Sobre el celibato sacerdotal
SAN JUAN PABLO II (1920-2005 )
Observamos aquí la diversidad de
las vocaciones. Jesús no exigía de todos sus discípulos la renuncia radical a
la vida en familia, aunque les exigía a todos el primer lugar en su corazón
cuando les decía: «El que ama a su padre o a su madre más que a mí, no es digno
de mí; el que ama a su hijo o a su hija más que a mí no es digno de mí» (Mt 10,
37). La exigencia de renuncia efectiva es propia de la vida apostólica o de la
vida de consagración especial. Al ser llamados por Jesús, «Santiago el de
Zebedeo y su hermano Juan», no dejaron sólo la barca en la que estaban «arreglando
sus redes», sino también a su padre, con quien se hallaban (Mt 4,
22; cf. Mc 1, 20).
Esta constatación nos ayuda a
comprender mejor el porqué de la legislación eclesiástica acerca del celibato
sacerdotal. En efecto, la Iglesia lo ha considerado y sigue considerándolo
como parte integrante de la lógica de la consagración sacerdotal y de la
consecuente pertenencia total a Cristo, con miras a la actuación consciente de
su mandato de vida espiritual y de evangelización.

Entradas de anotación de formas:

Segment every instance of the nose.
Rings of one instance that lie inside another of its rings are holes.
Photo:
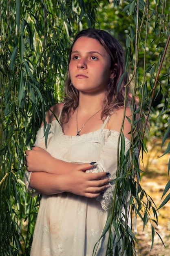
[[[84,59],[81,58],[77,63],[77,68],[82,69],[86,69],[87,65]]]

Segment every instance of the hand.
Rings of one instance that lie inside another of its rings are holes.
[[[97,198],[101,192],[108,188],[109,179],[106,172],[87,173],[86,170],[91,168],[89,164],[81,164],[64,175],[61,178],[61,190],[91,198]]]
[[[26,150],[24,164],[26,169],[30,172],[48,172],[50,170],[52,156],[46,150],[34,147],[32,150]]]

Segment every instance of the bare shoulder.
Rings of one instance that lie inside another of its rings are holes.
[[[58,117],[62,109],[64,102],[55,104],[52,106],[46,114],[46,120],[47,124],[50,124],[56,119],[55,116]],[[41,126],[42,126],[42,123]]]
[[[124,136],[130,139],[130,134],[129,133],[131,130],[131,124],[129,119],[131,120],[131,117],[132,112],[130,108],[126,107],[125,110],[124,108],[119,108],[110,117],[108,122],[108,128],[109,130],[114,130],[120,132],[122,122],[124,121],[123,133]]]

▶ QUÉ HACER
Copia del texto sobre el celibato sacerdotal todo lo que va desde "Sobre el celibato" hasta "cf. Mc 1, 20).", y sustituye en ese fragmento "barca" por "embarcación".

▶ RESULTADO DEL EJERCICIO
Sobre el celibato sacerdotal
SAN JUAN PABLO II (1920-2005 )
Observamos aquí la diversidad de
las vocaciones. Jesús no exigía de todos sus discípulos la renuncia radical a
la vida en familia, aunque les exigía a todos el primer lugar en su corazón
cuando les decía: «El que ama a su padre o a su madre más que a mí, no es digno
de mí; el que ama a su hijo o a su hija más que a mí no es digno de mí» (Mt 10,
37). La exigencia de renuncia efectiva es propia de la vida apostólica o de la
vida de consagración especial. Al ser llamados por Jesús, «Santiago el de
Zebedeo y su hermano Juan», no dejaron sólo la embarcación en la que estaban «arreglando
sus redes», sino también a su padre, con quien se hallaban (Mt 4,
22; cf. Mc 1, 20).